What the exercise asks: Without the pictures, print each of the records below exactly as it appears.

------------------------------------

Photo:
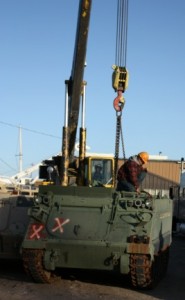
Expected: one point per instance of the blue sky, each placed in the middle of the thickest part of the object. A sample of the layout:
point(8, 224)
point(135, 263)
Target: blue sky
point(37, 43)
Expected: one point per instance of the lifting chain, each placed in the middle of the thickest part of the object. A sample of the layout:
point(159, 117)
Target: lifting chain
point(120, 74)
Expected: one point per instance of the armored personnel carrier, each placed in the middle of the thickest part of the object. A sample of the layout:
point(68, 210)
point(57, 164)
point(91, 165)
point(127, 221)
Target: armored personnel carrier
point(84, 223)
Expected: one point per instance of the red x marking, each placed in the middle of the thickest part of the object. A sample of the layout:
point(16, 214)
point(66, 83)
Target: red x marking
point(59, 222)
point(36, 231)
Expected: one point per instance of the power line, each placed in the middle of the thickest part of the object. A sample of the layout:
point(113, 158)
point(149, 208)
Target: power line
point(31, 130)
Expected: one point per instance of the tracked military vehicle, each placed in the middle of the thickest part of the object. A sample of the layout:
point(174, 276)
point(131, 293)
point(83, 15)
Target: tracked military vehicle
point(78, 221)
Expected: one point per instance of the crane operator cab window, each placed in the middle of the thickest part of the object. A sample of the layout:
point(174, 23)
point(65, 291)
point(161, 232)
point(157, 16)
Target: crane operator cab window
point(101, 172)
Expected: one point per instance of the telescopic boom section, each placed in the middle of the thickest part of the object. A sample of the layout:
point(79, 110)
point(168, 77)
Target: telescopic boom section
point(76, 79)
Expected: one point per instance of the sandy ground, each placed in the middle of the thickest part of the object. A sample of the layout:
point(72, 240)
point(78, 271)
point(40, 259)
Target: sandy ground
point(15, 285)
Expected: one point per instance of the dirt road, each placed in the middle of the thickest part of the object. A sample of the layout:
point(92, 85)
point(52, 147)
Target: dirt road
point(15, 285)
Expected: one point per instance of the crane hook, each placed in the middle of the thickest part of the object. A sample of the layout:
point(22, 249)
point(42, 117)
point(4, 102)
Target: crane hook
point(119, 102)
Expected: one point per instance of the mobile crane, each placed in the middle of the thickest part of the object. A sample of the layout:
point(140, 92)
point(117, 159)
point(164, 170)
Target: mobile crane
point(87, 225)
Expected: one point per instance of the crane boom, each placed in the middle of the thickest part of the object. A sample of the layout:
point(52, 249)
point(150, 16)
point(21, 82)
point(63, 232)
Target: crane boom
point(76, 79)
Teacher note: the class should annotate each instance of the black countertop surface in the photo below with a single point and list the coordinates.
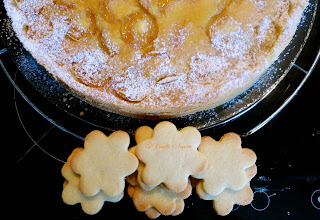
(287, 185)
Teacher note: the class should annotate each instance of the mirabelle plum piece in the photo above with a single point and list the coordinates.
(139, 30)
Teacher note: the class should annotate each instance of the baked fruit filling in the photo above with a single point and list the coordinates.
(156, 57)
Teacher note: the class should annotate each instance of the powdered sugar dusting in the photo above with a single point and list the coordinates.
(188, 67)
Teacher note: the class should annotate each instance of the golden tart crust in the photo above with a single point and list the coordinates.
(162, 58)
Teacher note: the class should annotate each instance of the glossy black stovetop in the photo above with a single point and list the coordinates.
(287, 185)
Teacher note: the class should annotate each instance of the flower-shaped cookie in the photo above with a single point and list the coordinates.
(104, 163)
(227, 162)
(223, 203)
(71, 194)
(171, 156)
(159, 199)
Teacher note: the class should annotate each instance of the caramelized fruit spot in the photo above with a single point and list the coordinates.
(139, 30)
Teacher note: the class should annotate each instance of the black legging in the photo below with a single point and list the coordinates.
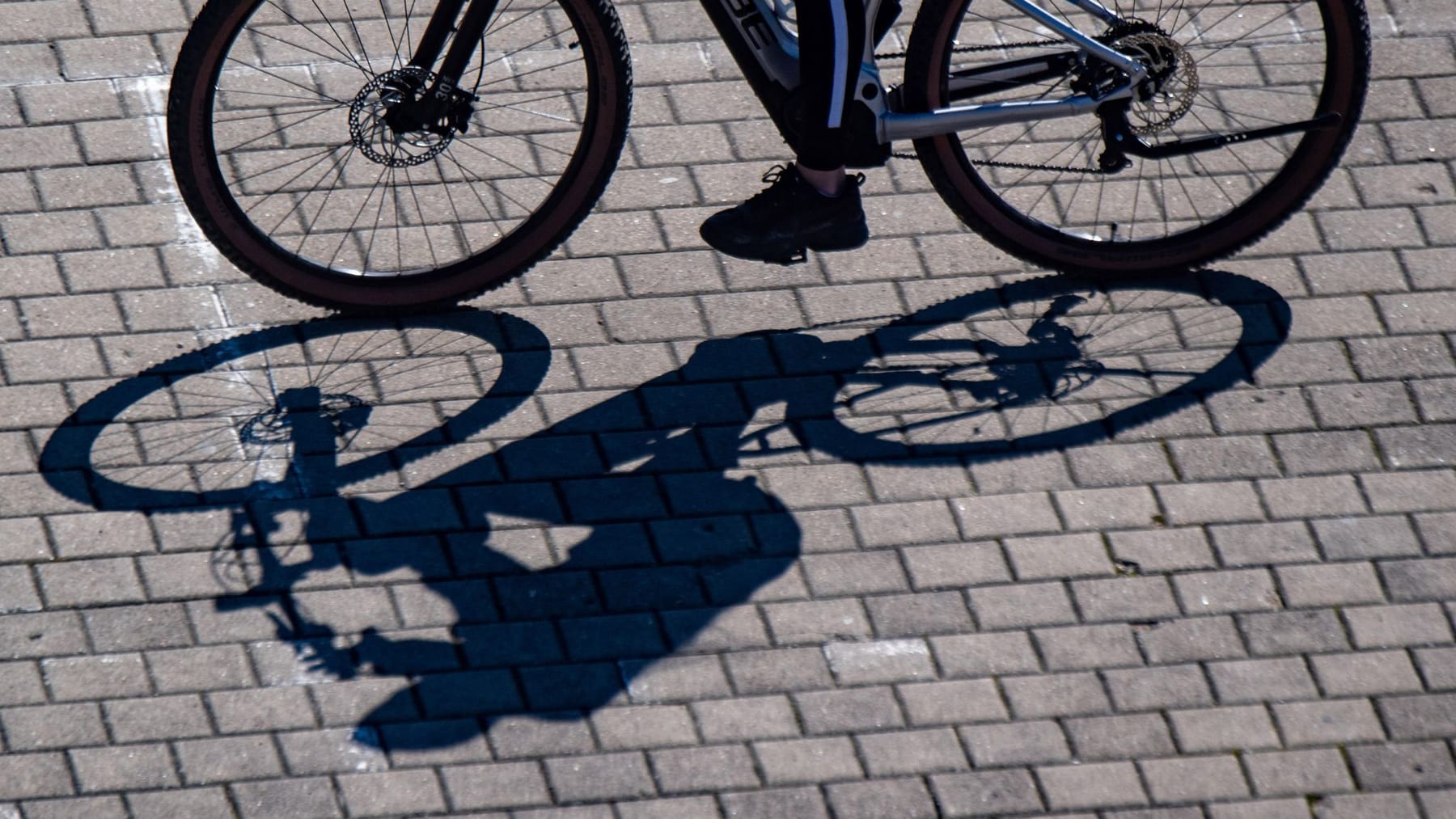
(832, 43)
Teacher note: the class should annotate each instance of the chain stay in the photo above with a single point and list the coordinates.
(995, 163)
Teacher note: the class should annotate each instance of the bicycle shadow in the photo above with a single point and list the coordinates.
(476, 593)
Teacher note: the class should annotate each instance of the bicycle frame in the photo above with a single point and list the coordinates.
(768, 54)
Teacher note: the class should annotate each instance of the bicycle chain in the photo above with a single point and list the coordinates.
(995, 163)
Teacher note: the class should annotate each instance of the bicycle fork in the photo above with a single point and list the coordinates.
(443, 107)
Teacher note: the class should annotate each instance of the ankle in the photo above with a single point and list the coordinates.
(827, 182)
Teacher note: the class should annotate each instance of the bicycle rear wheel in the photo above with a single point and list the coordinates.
(286, 158)
(1219, 67)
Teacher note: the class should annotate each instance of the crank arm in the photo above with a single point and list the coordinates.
(1183, 147)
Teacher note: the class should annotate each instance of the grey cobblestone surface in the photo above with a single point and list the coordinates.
(1239, 611)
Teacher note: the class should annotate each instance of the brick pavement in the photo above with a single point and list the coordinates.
(1242, 610)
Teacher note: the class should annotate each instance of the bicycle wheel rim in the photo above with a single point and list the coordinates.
(1162, 214)
(211, 427)
(1190, 342)
(342, 229)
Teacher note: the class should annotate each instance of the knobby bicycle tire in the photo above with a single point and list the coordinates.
(280, 145)
(1230, 65)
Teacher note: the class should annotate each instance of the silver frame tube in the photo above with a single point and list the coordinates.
(968, 116)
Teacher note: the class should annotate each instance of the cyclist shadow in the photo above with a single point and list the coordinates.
(522, 622)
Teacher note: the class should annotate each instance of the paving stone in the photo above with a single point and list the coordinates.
(791, 761)
(778, 804)
(644, 726)
(1324, 585)
(1419, 717)
(1088, 646)
(1217, 593)
(880, 661)
(124, 767)
(1419, 764)
(1120, 737)
(1346, 538)
(1263, 809)
(231, 758)
(881, 797)
(1328, 722)
(851, 709)
(158, 717)
(1193, 504)
(298, 797)
(1295, 631)
(955, 565)
(1263, 680)
(986, 793)
(1237, 728)
(95, 677)
(391, 793)
(715, 767)
(1056, 695)
(1397, 626)
(1092, 784)
(44, 728)
(779, 669)
(1015, 744)
(1162, 551)
(746, 717)
(1022, 606)
(1194, 779)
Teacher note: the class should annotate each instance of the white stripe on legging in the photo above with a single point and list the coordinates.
(836, 107)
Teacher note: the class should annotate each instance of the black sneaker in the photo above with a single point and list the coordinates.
(786, 220)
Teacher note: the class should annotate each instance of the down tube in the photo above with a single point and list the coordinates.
(753, 43)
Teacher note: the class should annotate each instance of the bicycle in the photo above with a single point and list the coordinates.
(387, 154)
(311, 420)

------------------------------------

Finished task:
Photo:
Expected: one point per instance of the blue sky, each placed in the middle of the thickest part of the object. A sample of the layout:
point(8, 224)
point(135, 263)
Target: blue sky
point(37, 43)
Expected: one point per instance of the lifting chain, each placed in the middle of the thickest part of the object. A sample of the layout:
point(159, 117)
Target: lifting chain
point(120, 74)
Expected: one point per instance of the armored personnel carrier, each placed in the middle of the thickest part of the object. A sample of the layout:
point(68, 210)
point(57, 164)
point(91, 165)
point(127, 221)
Target: armored personnel carrier
point(84, 223)
Expected: one point per instance of the red x marking, each placed in the middle of the thickest part of the object. A sample of the layout:
point(16, 214)
point(66, 83)
Target: red x marking
point(59, 222)
point(36, 231)
Expected: one point per instance of the power line, each placed in the middle of the thickest part of the object. A sample of the layout:
point(113, 158)
point(149, 208)
Target: power line
point(31, 130)
Expected: one point per instance of the tracked military vehicle, each placed in the middle of the thickest part of the object. A sample of the layout:
point(174, 276)
point(131, 293)
point(83, 15)
Target: tracked military vehicle
point(78, 221)
Expected: one point per instance of the crane operator cab window, each placed in the middle of the thickest part of the object. A sample of the layout:
point(174, 23)
point(65, 291)
point(161, 232)
point(157, 16)
Target: crane operator cab window
point(101, 172)
Expected: one point per instance of the telescopic boom section, each placed in the middle of the thickest part of the object. A sample of the layout:
point(79, 110)
point(168, 77)
Target: telescopic boom section
point(76, 79)
Expected: one point per instance of the sandy ground, each placed in the middle of the thickest part of the object. A sample of the layout:
point(72, 240)
point(78, 271)
point(40, 259)
Target: sandy ground
point(15, 285)
Expected: one point per instance of the dirt road, each placed in the middle of the thickest part of the object. A sample of the layout:
point(92, 85)
point(52, 147)
Target: dirt road
point(15, 285)
Expected: one point per instance of the crane hook, each placed in the middle of the thickest part of the object. A sample of the layout:
point(22, 249)
point(42, 117)
point(4, 102)
Target: crane hook
point(119, 102)
Expected: one point per instance of the mobile crane, each placed in the middle of the thickest part of the object. A sample of the layout:
point(140, 92)
point(117, 159)
point(164, 170)
Target: mobile crane
point(87, 225)
Expected: one point per instance of the crane boom, each placed in the middle of the thickest part of the object. A sample of the layout:
point(52, 249)
point(150, 16)
point(21, 82)
point(63, 232)
Target: crane boom
point(76, 79)
Teacher note: the class should annotate each instance of the black countertop surface in the photo below with a single point and list the coordinates.
(287, 185)
Teacher note: the class should annotate each instance of the mirabelle plum piece in the photo above with a single point and list the coordinates.
(139, 30)
Teacher note: the class should annotate each instance of the baked fruit filling in the photo above with a single point and list the coordinates.
(156, 57)
Teacher note: the class should annotate each instance of the powdered sugar dusting in the photo above with a single point and list the coordinates.
(188, 67)
Teacher note: the class should annotate each instance of the golden tart crust in the photo above with a single point and list the coordinates.
(162, 58)
Teacher note: the class should annotate each instance of the glossy black stovetop in the photo above with a single point and list the coordinates.
(287, 185)
Teacher note: the class should annotate each instance of the flower-shaped cookie in the photo above with a single point and list the coordinates.
(104, 163)
(227, 162)
(223, 203)
(71, 194)
(171, 156)
(159, 199)
Teacher note: the class should annotate each instance of the caramelized fruit spot in the photo above with a single point and list the coordinates.
(139, 30)
Teacher note: the class should annotate each instance of the black legging in the photo below with a single point and list the coordinates.
(832, 43)
Teacher note: the class should annotate each instance of the chain stay in the photo above with a single point and list the coordinates.
(995, 163)
Teacher note: the class should annotate each instance of the bicycle shadow in the photo above with a single point and list the coordinates.
(476, 593)
Teacher note: the class should annotate each instance of the bicycle frame in the photo above with a single point and list the coordinates.
(768, 54)
Teacher note: the class should annotate each instance of the bicycle chain in the photo above with a single point and list the coordinates.
(995, 163)
Teacher note: the class should annotate each instance of the bicycle fork in the photo above with a single point and list the coordinates.
(443, 107)
Teacher note: the class should annotate each instance of the ankle in the photo above with a single point and list the coordinates.
(827, 182)
Teacher note: the class should annotate each instance of the bicycle rear wheel in the photo above with a single point and list the coordinates.
(286, 158)
(1219, 67)
Teacher note: the class should annotate each instance of the crank arm in the photo above with a single point and list the coordinates.
(1183, 147)
Teacher note: the class should annotate each instance of the grey cobblestone surface in the photo above with a single point and list the coordinates.
(1239, 611)
Teacher note: the class should annotate each instance of the brick pavement in the photo above with a single point and list the coordinates.
(1242, 610)
Teacher note: the class should annotate each instance of the bicycle wheel rim in the photo above with a single point and list the coordinates.
(1162, 214)
(211, 427)
(1190, 342)
(342, 229)
Teacher note: the class should annotate each instance of the knobby bicycle tire in the photo above with a single point and list the coordinates.
(280, 145)
(1230, 65)
Teacher note: the class should annotate each instance of the silver frame tube in the photo above with a single point and list the coordinates.
(968, 116)
Teacher note: the class should annotate each instance of the cyclist shadow in the photo above with a single point and list the coordinates.
(522, 622)
Teacher note: the class should annotate each instance of the paving stone in the photo above with a single point and list the coordinates.
(791, 761)
(778, 804)
(644, 726)
(1324, 585)
(1419, 717)
(1088, 646)
(1217, 593)
(880, 661)
(124, 767)
(1419, 764)
(1120, 737)
(1346, 538)
(1263, 809)
(231, 758)
(881, 797)
(1328, 722)
(851, 709)
(158, 717)
(1193, 504)
(298, 797)
(1295, 631)
(955, 565)
(1263, 680)
(986, 793)
(1237, 728)
(95, 677)
(391, 793)
(715, 767)
(1056, 695)
(1397, 626)
(1092, 784)
(44, 728)
(779, 669)
(1015, 744)
(1162, 551)
(746, 717)
(1022, 606)
(1194, 779)
Teacher note: the class should annotate each instance of the white stripe on legging in the photo above with a single point and list the coordinates.
(836, 107)
Teacher note: the class should annotate each instance of the black sneaker in the photo above with a single point and list the coordinates.
(786, 220)
Teacher note: the class should annotate each instance of the down tube in the photo above with a single point and list the coordinates.
(753, 43)
Teacher note: the class should annotate each instance of the bicycle in the photo above with a single point and list the coordinates.
(387, 154)
(311, 420)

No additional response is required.